Task objective:
The result should be an exact copy of only the lines from the one holding "Target: plywood wall" through the last line of the data below, please, without pictures.

Supplied records:
====================

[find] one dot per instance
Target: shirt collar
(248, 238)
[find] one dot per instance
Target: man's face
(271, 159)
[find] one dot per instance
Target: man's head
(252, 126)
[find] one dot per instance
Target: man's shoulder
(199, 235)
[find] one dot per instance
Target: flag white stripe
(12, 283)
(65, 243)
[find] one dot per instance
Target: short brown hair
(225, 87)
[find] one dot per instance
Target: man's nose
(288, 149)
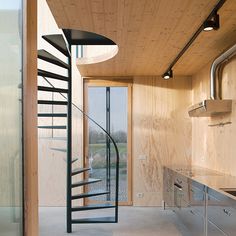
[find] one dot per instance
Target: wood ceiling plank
(149, 33)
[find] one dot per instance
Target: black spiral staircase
(64, 46)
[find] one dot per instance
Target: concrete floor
(133, 221)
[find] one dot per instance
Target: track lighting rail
(195, 35)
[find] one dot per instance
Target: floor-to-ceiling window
(11, 209)
(109, 104)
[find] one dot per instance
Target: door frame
(111, 82)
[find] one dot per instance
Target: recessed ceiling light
(168, 74)
(212, 23)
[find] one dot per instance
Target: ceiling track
(195, 35)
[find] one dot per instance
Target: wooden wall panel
(30, 119)
(214, 147)
(52, 164)
(161, 132)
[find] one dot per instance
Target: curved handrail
(109, 136)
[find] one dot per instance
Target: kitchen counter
(210, 178)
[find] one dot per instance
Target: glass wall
(108, 107)
(11, 212)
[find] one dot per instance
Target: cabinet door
(197, 198)
(222, 213)
(168, 184)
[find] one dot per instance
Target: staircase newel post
(69, 145)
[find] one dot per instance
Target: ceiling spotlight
(212, 23)
(168, 74)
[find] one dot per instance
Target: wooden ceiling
(149, 33)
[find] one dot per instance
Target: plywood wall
(161, 132)
(214, 147)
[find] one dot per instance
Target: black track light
(212, 24)
(168, 74)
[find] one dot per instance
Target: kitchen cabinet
(202, 210)
(221, 212)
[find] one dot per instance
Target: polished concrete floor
(133, 221)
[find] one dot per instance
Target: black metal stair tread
(52, 75)
(57, 41)
(79, 170)
(85, 182)
(52, 126)
(52, 114)
(93, 207)
(59, 149)
(49, 102)
(46, 56)
(52, 89)
(89, 194)
(109, 219)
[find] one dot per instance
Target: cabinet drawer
(212, 230)
(221, 212)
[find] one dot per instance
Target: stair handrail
(109, 136)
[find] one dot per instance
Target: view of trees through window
(99, 104)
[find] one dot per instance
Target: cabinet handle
(178, 186)
(227, 212)
(179, 181)
(192, 212)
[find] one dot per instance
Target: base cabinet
(193, 223)
(213, 230)
(202, 210)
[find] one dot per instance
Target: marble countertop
(211, 178)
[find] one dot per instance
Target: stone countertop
(210, 178)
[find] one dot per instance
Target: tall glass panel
(119, 131)
(108, 107)
(11, 210)
(97, 138)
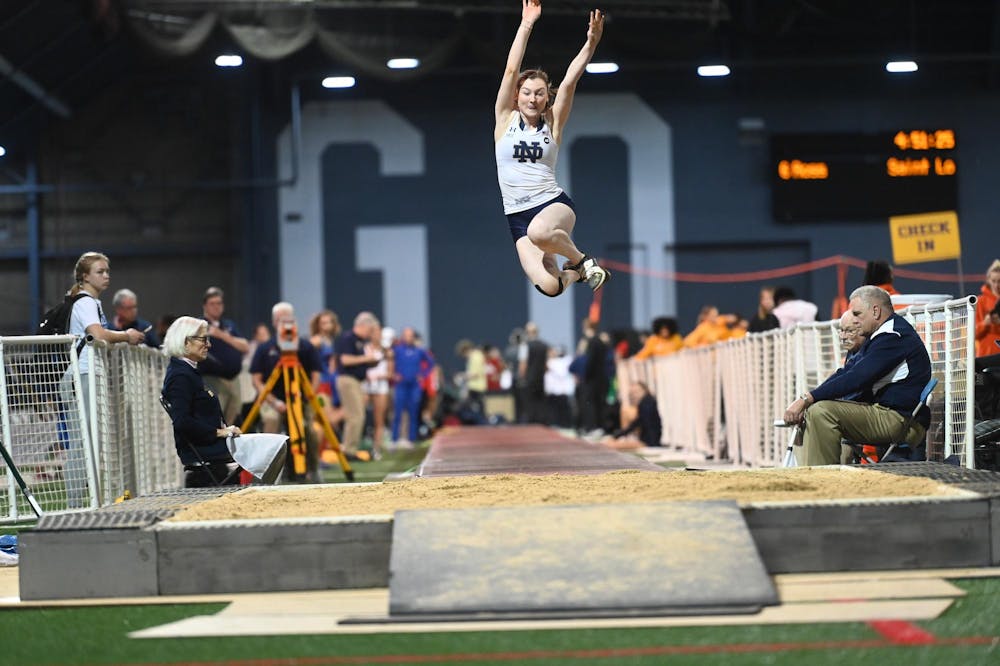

====================

Exercise answer:
Target: plywood wall
(161, 132)
(214, 147)
[find] one dot per instance
Target: black track light
(212, 24)
(168, 74)
[find] one dot per instance
Target: kitchen cabinet
(202, 210)
(221, 212)
[find] one dot per instance
Target: polished concrete floor
(133, 221)
[find] one dot per instance
Target: black metal stair tread
(52, 75)
(57, 41)
(79, 170)
(85, 182)
(52, 126)
(52, 114)
(93, 207)
(59, 149)
(49, 102)
(46, 56)
(52, 89)
(89, 194)
(109, 219)
[find] one dot per instance
Target: cabinet drawer
(212, 230)
(221, 212)
[find] one dot per instance
Target: stair handrail
(109, 136)
[find] one dot per instance
Target: view of trees through window
(99, 104)
[find] one dot per instance
Target: cabinet handle
(178, 186)
(227, 212)
(179, 181)
(192, 212)
[find] one dot per instance
Target: base cabinet
(193, 223)
(213, 230)
(202, 210)
[find] one dot per instance
Target: marble countertop
(211, 178)
[find] one dot per instance
Target: stone countertop
(210, 178)
[find] one dot per instance
Target: tall glass panel
(119, 131)
(108, 107)
(11, 210)
(97, 138)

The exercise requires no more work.